start DOCUMENT

Clean Energy Aid Hit $8 Billion for Developing Nations
Developed countries channeled $8 billion into emerging nations last year for large-scale renewable energy and clean fuel production, a fraction of the aid promised by 2020, Bloomberg New Energy Finance said.
Investment is 35 percent higher than last year, according to a report released by the London-based researcher today. It falls short of the $100 billion-a-year investment that rich countries promised to make by 2020 to help emerging nations adapt to the effects of climate change.
- Special Report: 2012 Doha Climate Change Conference
Developed countries in 2009 pledged to increase aid payments over the next decade for projects that alleviate and fight the affects of global warming, ranging from renewable energy to flood protection. Envoys from more than 190 nations are meeting this week in the capital of Qatar to discuss a new global warming treaty and further steps to boost funding.

end DOCUMENT
start LISTING

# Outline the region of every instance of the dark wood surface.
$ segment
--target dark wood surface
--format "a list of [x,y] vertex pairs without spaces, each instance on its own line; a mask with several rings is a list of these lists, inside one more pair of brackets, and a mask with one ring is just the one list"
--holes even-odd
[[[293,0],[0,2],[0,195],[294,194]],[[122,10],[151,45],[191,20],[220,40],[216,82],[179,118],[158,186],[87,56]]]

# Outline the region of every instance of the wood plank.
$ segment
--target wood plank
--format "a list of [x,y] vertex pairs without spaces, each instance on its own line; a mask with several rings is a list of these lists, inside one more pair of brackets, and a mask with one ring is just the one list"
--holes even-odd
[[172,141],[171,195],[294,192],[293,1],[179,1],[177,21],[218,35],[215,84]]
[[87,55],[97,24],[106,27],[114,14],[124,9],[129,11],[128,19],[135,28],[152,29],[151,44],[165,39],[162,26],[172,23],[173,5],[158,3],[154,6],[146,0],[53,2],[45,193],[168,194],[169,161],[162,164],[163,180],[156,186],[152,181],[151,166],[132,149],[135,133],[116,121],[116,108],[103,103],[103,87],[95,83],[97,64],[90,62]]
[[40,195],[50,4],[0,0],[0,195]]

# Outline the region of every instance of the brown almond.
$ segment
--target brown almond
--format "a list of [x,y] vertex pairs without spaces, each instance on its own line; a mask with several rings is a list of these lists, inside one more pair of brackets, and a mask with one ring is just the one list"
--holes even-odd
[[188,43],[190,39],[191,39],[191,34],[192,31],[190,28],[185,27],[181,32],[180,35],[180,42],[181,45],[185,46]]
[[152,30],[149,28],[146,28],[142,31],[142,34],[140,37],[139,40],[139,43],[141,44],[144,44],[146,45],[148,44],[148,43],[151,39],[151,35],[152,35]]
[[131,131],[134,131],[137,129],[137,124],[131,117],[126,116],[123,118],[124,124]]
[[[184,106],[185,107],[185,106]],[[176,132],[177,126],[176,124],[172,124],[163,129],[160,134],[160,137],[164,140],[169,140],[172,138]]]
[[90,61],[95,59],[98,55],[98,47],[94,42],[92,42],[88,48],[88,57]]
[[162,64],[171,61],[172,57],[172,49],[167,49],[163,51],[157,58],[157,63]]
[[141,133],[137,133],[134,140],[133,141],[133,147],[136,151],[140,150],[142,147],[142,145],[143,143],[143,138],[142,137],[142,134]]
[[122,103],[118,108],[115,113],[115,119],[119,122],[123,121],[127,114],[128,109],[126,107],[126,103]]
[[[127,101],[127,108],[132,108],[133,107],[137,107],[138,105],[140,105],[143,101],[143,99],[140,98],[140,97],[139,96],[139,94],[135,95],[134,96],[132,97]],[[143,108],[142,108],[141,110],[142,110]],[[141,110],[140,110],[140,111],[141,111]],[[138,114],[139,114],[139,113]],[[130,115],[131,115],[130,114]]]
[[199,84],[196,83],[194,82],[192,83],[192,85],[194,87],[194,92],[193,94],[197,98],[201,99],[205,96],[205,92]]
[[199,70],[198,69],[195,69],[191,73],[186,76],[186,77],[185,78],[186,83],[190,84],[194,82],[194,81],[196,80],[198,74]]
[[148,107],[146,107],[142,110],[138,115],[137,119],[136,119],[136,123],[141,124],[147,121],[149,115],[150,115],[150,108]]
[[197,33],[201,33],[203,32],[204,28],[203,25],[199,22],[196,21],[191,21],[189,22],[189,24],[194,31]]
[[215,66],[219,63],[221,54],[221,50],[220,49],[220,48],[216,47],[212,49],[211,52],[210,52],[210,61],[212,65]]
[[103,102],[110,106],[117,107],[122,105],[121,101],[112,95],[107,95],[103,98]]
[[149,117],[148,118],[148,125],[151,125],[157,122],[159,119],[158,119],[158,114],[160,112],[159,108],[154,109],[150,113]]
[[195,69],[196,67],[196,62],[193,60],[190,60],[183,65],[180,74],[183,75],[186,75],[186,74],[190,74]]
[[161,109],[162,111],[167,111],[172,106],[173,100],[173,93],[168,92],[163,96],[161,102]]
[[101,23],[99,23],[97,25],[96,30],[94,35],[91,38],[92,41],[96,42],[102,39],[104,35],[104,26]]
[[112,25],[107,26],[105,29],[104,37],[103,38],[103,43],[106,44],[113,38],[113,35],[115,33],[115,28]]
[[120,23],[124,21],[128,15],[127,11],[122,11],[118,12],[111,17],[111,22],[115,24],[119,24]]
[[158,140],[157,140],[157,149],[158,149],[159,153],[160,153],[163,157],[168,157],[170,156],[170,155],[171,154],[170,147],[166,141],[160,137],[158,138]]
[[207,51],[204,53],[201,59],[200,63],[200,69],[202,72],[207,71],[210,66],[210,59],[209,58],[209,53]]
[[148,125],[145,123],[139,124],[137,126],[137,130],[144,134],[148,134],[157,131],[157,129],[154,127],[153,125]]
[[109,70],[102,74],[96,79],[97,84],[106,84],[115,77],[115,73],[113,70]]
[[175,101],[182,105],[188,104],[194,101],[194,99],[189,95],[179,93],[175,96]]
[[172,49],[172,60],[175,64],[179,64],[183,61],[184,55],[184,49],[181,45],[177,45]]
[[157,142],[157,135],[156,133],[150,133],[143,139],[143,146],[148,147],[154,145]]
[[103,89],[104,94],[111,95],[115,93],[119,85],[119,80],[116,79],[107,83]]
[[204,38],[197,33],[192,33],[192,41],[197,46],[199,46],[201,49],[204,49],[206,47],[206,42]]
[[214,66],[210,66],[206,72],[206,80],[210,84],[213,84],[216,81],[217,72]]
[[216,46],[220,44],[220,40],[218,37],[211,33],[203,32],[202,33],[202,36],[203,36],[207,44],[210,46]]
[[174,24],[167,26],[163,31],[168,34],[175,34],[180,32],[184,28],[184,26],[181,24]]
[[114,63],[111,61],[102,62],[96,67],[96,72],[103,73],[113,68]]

end LISTING

In the clean energy aid article, what yearly amount did rich countries promise to invest by 2020? The data plays no part in what comes next.

_THE RESPONSE:_ $100 billion a year.